# [Your objective]
Copy out the stretch of data below, from the line containing "Batch task #47: Identify and box every evergreen" through the line containing "[196,306,213,352]", character for character.

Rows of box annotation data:
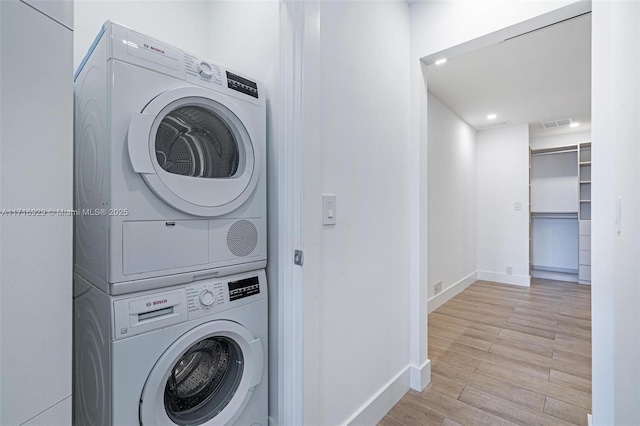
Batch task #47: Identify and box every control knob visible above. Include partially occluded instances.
[200,290,216,306]
[198,62,213,78]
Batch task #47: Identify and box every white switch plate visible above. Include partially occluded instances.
[322,194,336,225]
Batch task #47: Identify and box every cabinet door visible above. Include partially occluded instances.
[0,1,73,425]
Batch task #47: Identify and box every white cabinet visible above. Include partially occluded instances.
[0,0,73,425]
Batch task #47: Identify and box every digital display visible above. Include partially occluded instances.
[227,71,258,99]
[229,277,260,301]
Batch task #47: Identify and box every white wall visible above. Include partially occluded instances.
[422,94,477,298]
[73,0,210,71]
[476,124,529,285]
[304,1,410,425]
[529,131,591,149]
[411,0,578,58]
[409,0,590,389]
[591,1,640,425]
[204,0,282,423]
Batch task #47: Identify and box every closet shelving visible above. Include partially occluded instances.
[578,142,591,220]
[529,144,586,282]
[578,142,591,284]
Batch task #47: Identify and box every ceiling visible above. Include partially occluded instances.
[427,13,591,136]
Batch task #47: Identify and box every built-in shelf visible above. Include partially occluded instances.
[578,142,591,284]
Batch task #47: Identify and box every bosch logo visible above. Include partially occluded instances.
[143,43,165,55]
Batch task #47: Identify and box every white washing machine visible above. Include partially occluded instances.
[73,270,267,426]
[74,22,267,295]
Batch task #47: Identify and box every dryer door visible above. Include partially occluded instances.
[127,87,264,216]
[140,321,264,425]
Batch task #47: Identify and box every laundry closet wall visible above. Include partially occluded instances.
[73,0,210,72]
[426,94,477,311]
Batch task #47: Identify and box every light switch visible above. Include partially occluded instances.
[322,194,336,225]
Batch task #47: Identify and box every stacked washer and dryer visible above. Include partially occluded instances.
[73,22,267,426]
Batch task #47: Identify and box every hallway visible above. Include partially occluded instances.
[379,279,591,426]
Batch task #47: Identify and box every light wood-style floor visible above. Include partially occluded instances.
[379,279,591,426]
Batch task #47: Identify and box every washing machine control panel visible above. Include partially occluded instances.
[186,281,225,318]
[185,272,266,319]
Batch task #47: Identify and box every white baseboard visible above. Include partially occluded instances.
[343,365,410,426]
[428,272,478,312]
[478,271,531,287]
[531,269,578,283]
[409,359,431,392]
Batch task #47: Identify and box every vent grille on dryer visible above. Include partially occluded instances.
[227,220,258,257]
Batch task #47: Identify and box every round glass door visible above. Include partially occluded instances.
[155,105,240,179]
[164,337,243,425]
[139,320,264,426]
[128,88,266,217]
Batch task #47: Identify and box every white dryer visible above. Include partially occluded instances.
[73,270,268,426]
[75,22,267,294]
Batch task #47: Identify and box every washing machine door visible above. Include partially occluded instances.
[140,321,264,425]
[127,87,264,216]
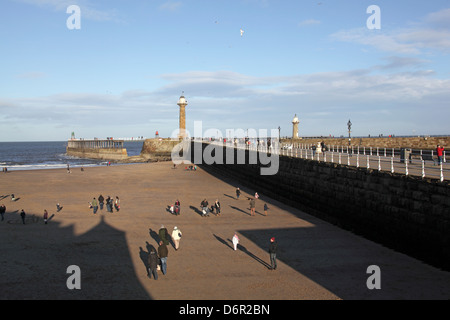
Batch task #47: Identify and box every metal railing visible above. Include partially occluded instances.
[197,139,450,182]
[280,144,450,181]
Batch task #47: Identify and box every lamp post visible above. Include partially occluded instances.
[347,119,352,146]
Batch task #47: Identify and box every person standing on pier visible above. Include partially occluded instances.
[269,238,277,270]
[98,195,105,210]
[20,209,27,224]
[231,232,239,251]
[264,203,269,216]
[44,210,48,224]
[0,203,6,221]
[236,188,241,200]
[436,145,444,166]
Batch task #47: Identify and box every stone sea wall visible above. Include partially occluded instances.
[288,137,450,150]
[192,144,450,270]
[66,147,128,161]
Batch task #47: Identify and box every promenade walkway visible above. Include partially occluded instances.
[0,162,450,303]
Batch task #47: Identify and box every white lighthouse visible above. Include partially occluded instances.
[292,115,300,139]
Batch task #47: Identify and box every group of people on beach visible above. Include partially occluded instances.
[147,225,183,280]
[200,198,221,217]
[89,195,120,214]
[168,199,181,216]
[0,193,62,224]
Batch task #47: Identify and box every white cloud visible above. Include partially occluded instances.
[159,1,182,11]
[331,9,450,55]
[0,67,450,137]
[13,0,118,21]
[298,19,321,27]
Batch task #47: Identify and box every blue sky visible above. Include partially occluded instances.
[0,0,450,141]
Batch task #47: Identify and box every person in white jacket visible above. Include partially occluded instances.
[232,232,239,251]
[172,226,182,250]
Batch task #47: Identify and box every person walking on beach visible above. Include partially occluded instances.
[147,246,158,280]
[114,196,120,212]
[106,196,112,212]
[236,187,241,200]
[436,145,444,166]
[231,232,239,251]
[269,238,277,270]
[158,224,169,245]
[172,226,183,250]
[98,195,105,210]
[174,199,181,216]
[214,199,220,216]
[44,210,48,224]
[200,199,209,217]
[250,198,256,216]
[158,241,169,275]
[91,198,98,214]
[20,209,27,224]
[0,203,6,221]
[264,203,269,216]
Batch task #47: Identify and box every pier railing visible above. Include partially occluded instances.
[67,139,123,149]
[203,140,450,182]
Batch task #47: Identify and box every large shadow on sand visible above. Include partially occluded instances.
[0,211,151,300]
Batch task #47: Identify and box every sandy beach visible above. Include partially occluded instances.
[0,162,450,300]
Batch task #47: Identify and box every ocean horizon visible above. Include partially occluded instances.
[0,141,144,171]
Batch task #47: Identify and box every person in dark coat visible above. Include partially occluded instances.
[148,247,158,280]
[269,238,277,270]
[98,195,105,210]
[158,225,169,245]
[158,241,169,275]
[0,204,6,221]
[20,209,26,224]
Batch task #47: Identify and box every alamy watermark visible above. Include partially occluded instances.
[66,264,81,290]
[171,121,279,175]
[66,5,81,30]
[366,4,381,30]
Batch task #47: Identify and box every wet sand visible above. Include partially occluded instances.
[0,162,450,300]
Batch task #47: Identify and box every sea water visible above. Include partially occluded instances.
[0,141,143,171]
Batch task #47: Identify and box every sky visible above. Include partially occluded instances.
[0,0,450,141]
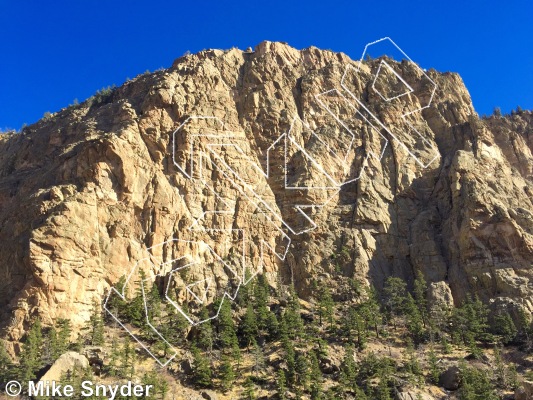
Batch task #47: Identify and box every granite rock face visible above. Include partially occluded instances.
[0,42,533,341]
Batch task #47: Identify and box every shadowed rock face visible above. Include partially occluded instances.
[0,42,533,340]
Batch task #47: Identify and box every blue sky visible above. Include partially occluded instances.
[0,0,533,129]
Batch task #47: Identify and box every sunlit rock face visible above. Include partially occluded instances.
[0,42,533,340]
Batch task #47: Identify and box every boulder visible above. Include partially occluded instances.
[202,390,218,400]
[394,390,435,400]
[40,351,89,382]
[439,365,461,390]
[514,381,533,400]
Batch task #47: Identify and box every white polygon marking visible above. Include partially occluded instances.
[372,60,413,101]
[109,37,439,366]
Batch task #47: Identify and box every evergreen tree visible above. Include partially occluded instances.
[0,342,14,386]
[460,362,498,400]
[376,370,392,400]
[119,340,135,378]
[107,337,120,376]
[295,353,309,390]
[404,293,426,345]
[253,340,265,374]
[253,274,270,335]
[276,369,287,400]
[266,310,279,341]
[283,286,305,339]
[360,286,383,338]
[339,346,357,390]
[44,327,61,364]
[18,319,43,382]
[428,347,442,385]
[239,306,258,347]
[413,271,429,328]
[219,355,235,393]
[282,337,296,385]
[88,301,104,346]
[317,286,335,328]
[343,306,368,350]
[383,276,407,328]
[491,312,518,344]
[106,276,127,326]
[196,306,213,352]
[309,351,323,400]
[218,301,239,351]
[191,345,213,388]
[126,269,146,328]
[244,377,255,400]
[450,296,489,347]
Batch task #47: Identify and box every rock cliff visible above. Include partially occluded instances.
[0,42,533,341]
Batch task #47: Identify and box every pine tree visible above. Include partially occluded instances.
[107,337,120,376]
[317,286,335,328]
[88,301,104,346]
[0,342,13,385]
[428,347,442,385]
[413,271,429,328]
[18,319,43,382]
[219,355,235,393]
[244,377,255,400]
[253,340,265,374]
[459,362,498,400]
[276,369,287,400]
[282,337,296,385]
[239,306,258,347]
[339,346,357,389]
[191,345,213,388]
[218,301,239,351]
[383,276,407,328]
[266,310,279,341]
[360,286,383,338]
[491,311,518,344]
[253,274,270,335]
[119,339,135,378]
[295,353,309,390]
[404,293,426,345]
[343,306,368,350]
[196,307,213,352]
[309,351,323,400]
[376,370,392,400]
[45,327,61,364]
[283,286,305,339]
[126,269,146,328]
[57,319,72,354]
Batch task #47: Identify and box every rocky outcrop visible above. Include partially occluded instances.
[514,381,533,400]
[0,42,533,340]
[41,351,89,382]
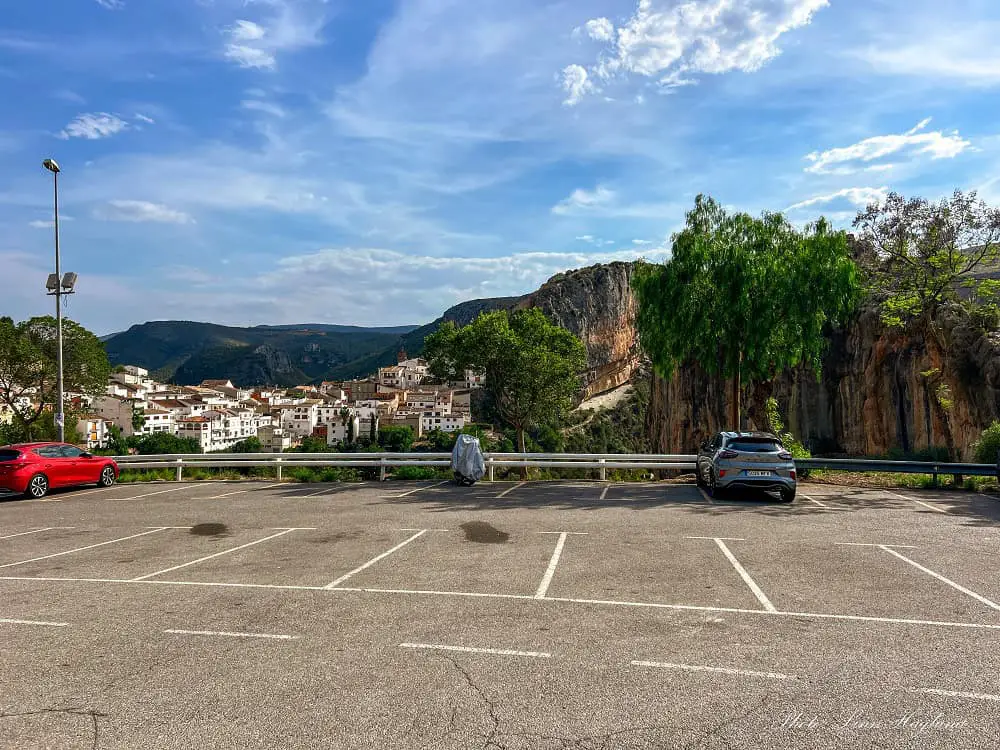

# [The output]
Batch task #47: Identify and box every evergreen tree visible above. Include partially occluded instances.
[0,342,14,386]
[460,362,498,400]
[376,370,392,400]
[119,340,135,378]
[107,337,120,376]
[295,353,309,390]
[404,293,426,345]
[253,340,265,374]
[253,274,270,335]
[276,369,287,400]
[266,310,279,341]
[283,286,305,339]
[360,286,383,338]
[339,346,357,390]
[44,327,61,364]
[18,319,43,382]
[428,347,442,385]
[239,306,258,347]
[413,271,429,328]
[219,355,235,393]
[282,337,296,385]
[88,301,104,346]
[317,286,335,328]
[343,306,368,350]
[383,276,407,328]
[491,312,518,344]
[106,276,127,326]
[196,306,213,352]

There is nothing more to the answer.